**What you have to do**
Return the line containing "Task: set a dot on every instance of the man's arm" and all lines after it exactly; stop at the end of the material.

**Data extract**
================================

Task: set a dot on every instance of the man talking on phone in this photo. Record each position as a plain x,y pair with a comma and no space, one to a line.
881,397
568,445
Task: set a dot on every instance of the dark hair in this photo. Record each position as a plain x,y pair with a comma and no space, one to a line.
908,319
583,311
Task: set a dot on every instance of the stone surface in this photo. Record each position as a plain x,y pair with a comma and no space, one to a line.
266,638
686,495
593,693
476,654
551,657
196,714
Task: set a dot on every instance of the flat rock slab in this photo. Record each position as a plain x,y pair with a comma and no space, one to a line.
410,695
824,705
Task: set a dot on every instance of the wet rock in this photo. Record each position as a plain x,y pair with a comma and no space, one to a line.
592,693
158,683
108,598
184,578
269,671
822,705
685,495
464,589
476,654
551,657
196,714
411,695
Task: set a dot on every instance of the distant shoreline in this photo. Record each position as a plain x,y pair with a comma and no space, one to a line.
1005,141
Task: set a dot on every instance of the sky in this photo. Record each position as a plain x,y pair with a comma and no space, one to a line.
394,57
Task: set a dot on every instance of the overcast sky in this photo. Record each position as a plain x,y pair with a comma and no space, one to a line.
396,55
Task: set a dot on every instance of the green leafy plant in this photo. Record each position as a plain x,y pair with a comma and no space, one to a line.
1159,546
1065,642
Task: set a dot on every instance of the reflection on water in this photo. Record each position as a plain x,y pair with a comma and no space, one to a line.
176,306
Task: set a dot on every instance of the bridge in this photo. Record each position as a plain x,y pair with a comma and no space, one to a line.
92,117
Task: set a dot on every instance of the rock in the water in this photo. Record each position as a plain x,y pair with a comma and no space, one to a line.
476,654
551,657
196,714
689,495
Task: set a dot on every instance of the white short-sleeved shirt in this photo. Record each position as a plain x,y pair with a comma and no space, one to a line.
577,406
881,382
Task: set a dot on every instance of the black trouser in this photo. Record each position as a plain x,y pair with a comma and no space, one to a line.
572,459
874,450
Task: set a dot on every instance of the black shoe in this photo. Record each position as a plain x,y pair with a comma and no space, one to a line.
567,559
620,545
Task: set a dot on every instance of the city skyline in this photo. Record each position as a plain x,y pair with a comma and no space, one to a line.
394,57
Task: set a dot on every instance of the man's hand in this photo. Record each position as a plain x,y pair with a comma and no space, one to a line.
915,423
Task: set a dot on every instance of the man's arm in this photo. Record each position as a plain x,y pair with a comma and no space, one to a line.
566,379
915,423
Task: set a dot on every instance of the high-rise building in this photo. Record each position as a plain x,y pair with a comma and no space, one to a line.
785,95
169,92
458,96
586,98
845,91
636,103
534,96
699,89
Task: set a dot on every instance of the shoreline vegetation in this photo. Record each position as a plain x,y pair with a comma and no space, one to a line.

================================

**Solution to the exercise**
Task: set a dot on every instance of the man's arm in this photo. Record each position as a plain x,y pair with a comma and no space, one to a line.
566,379
915,423
Task: set a dot on every instance of the high-rise building in this photo. Record each position as a plain x,y pair with a comma and no space, one to a line.
785,95
169,92
458,96
586,98
845,91
636,103
534,96
699,89
Task: set a dot on every instance of the shoreline vegetation in this photo. Record each position as a plain x,y pair with a comma and no space, one to a line.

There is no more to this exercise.